**TEXT EXTRACT**
+---+
More than most, the oil and gas industry is dependent on third-party contactors for a range of integral services and solutions. Working at arms length from these organisations and across unfamiliar cultural divides and international borders can be a minefield when compliance is involved.

A lack of judgement or a failure to effectively assess how parties from agents and distributors to business partners and other third-party intermediaries operate can leave your organisation open to a whole gamut of worst-case scenarios - ranging from reputational damage and government investigations, to operational risk, financial penalties and criminal liability.

Promotion of compliance under international regulations including the U.S. Foreign Corrupt Practices Act (FCPA), the UK Anti-Bribery Act and security and exchange and consumer and data protection regulations is of the utmost importance in an area where eternal vigilance is necessary to stave of disaster.


4th pillar - Regulatory Management

To expand on the aim of our third pillar, the successful navigation of the international regulatory environment must be a cornerstone of any supply chain compliance framework. As well as the aforementioned international legislative requirements, some states and jurisdictions will have binding conditions on recruitment and procurement quotas.

These quotas - so-called "local content" requirements - mandate that a certain percentage of goods and services should be sourced indigenously. Failure to comply with these demands could lead to your company being stripped of its ability to operate in the host nation.

On top of local content, companies will have to steer through the treacherous waters of import and export regulation and control, breaches of which may incur the suspension or revocation of trading licenses.
+---+
**RECORD EXTRACTS**
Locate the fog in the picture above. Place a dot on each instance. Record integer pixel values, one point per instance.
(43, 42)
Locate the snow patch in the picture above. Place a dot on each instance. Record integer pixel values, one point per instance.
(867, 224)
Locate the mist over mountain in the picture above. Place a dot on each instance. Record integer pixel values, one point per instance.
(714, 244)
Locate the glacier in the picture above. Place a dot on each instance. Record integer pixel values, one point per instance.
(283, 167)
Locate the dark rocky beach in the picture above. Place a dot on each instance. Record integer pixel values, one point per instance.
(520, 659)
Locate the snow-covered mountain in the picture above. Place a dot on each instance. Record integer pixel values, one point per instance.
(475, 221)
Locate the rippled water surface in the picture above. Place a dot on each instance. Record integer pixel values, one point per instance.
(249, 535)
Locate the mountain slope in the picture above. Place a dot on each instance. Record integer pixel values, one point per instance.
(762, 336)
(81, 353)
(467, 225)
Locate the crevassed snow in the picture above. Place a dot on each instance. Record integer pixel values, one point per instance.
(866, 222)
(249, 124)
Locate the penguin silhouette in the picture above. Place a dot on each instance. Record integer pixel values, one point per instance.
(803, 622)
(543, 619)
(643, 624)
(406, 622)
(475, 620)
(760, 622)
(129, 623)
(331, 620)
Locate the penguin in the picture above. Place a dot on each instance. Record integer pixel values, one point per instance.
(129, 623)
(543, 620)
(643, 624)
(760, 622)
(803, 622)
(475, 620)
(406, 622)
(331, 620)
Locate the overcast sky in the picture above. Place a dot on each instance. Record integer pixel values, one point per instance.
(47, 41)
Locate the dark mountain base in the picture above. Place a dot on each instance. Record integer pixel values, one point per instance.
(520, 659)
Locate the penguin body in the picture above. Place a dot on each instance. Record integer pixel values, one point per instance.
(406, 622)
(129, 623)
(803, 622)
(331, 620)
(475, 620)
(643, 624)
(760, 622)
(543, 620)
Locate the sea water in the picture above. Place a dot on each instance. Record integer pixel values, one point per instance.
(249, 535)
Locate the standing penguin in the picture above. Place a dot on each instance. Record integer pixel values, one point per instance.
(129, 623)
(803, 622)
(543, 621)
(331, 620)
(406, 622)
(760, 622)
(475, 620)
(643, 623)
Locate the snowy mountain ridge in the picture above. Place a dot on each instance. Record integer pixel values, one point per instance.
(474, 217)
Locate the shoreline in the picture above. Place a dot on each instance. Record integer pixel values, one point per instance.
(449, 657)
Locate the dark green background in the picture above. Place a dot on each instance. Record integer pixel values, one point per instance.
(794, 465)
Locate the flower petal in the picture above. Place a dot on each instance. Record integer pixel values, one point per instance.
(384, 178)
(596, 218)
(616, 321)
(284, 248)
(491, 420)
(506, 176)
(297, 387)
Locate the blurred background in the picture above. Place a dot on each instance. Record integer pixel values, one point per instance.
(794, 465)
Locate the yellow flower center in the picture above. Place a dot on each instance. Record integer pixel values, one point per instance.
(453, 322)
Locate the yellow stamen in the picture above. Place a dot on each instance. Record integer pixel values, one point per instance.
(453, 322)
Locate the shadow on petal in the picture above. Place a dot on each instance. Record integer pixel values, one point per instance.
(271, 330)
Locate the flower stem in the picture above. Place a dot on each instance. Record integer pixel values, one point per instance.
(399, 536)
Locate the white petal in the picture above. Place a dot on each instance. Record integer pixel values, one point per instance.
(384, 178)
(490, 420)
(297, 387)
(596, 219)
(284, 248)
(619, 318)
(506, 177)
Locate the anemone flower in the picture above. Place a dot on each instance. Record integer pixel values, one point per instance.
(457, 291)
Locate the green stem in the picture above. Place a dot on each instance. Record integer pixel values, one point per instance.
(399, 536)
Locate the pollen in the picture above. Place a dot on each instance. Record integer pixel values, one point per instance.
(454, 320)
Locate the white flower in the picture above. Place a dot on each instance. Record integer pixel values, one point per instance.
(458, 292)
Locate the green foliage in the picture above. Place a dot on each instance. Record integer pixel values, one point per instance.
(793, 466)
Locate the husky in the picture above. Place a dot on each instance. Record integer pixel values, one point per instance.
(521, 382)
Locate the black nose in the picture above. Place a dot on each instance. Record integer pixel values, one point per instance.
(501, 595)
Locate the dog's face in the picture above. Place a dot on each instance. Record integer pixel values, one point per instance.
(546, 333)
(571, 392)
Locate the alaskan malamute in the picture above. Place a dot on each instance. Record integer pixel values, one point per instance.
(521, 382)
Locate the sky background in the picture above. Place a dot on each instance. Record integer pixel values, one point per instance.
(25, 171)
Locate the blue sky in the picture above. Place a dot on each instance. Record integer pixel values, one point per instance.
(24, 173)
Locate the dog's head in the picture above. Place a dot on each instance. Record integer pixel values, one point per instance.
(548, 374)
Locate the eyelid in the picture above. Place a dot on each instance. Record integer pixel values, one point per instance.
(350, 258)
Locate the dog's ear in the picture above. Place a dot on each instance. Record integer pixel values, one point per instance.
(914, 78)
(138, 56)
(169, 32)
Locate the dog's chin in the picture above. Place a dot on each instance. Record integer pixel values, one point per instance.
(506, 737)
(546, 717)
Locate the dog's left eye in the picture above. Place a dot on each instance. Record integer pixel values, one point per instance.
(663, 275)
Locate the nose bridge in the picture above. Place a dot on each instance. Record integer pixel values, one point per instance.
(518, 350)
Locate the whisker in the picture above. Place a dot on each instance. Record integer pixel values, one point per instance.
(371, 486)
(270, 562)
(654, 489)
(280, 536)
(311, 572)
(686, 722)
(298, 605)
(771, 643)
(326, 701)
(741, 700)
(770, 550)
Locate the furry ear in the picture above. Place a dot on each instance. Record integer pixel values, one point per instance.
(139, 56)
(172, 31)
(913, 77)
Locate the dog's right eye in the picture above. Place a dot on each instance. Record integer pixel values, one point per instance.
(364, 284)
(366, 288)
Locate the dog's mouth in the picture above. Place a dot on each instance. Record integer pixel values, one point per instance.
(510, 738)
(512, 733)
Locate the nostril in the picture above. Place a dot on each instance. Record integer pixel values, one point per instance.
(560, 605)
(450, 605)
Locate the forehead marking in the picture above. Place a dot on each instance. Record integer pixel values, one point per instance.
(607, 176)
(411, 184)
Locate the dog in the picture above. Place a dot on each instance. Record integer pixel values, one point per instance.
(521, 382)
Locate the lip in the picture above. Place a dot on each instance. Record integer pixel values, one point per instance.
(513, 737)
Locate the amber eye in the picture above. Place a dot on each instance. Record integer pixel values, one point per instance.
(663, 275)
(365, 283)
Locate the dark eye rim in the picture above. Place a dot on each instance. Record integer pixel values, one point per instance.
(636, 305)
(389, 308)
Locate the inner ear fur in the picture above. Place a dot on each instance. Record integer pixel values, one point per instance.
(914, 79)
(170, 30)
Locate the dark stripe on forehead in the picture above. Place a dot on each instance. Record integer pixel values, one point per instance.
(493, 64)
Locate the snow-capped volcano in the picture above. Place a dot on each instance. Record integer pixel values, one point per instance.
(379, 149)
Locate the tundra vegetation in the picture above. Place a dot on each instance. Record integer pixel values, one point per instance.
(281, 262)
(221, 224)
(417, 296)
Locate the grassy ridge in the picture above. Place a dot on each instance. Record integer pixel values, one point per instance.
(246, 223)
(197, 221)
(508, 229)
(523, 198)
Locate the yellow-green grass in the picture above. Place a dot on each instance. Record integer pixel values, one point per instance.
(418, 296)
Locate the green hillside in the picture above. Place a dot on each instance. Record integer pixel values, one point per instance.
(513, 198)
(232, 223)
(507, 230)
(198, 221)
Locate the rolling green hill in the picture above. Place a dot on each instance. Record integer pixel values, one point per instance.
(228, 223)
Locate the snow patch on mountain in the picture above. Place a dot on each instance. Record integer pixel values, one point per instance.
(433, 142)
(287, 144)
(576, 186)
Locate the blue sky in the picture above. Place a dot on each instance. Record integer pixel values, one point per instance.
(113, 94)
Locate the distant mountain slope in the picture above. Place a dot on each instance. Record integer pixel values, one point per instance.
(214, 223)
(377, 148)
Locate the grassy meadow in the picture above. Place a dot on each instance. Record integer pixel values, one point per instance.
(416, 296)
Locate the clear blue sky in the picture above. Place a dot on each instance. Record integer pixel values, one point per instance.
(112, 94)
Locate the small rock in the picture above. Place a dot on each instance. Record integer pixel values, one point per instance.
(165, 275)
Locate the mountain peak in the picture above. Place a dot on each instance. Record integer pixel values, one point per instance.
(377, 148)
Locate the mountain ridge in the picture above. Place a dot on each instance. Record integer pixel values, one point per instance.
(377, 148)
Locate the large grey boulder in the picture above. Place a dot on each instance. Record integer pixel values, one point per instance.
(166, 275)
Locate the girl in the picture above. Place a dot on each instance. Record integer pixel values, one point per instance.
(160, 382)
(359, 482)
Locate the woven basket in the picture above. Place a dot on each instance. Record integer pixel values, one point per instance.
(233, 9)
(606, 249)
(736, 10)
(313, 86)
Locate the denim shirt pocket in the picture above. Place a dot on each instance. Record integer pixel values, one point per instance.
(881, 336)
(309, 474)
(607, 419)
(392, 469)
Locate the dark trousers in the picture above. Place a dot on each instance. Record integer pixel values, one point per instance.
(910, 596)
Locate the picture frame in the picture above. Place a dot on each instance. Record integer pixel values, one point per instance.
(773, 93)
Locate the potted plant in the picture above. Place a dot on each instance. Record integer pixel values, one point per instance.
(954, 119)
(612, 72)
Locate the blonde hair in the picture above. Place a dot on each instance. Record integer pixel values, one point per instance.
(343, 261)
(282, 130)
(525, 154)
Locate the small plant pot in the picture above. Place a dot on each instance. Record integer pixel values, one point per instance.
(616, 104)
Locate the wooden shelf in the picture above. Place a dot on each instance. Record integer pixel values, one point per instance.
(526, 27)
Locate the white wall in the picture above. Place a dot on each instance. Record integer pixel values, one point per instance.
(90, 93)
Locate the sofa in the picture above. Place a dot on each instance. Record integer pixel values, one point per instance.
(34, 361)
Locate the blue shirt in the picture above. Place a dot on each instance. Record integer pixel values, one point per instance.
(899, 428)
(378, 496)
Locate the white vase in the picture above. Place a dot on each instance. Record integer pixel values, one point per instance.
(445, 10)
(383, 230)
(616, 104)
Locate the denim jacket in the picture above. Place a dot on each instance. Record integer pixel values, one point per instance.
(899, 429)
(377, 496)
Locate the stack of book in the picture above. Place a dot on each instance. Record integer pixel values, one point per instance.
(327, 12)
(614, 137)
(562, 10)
+---+
**PROBLEM STATEMENT**
Please answer these questions from the oil and gas compliance text:
(a) What do "local content" requirements mandate?
(b) Which two named acts does the text list among the international regulations requiring compliance?
(c) What may breaches of import and export regulation incur?

**EXPECTED ANSWER**
(a) That a certain percentage of goods and services should be sourced indigenously.
(b) The U.S. Foreign Corrupt Practices Act (FCPA) and the UK Anti-Bribery Act.
(c) The suspension or revocation of trading licenses.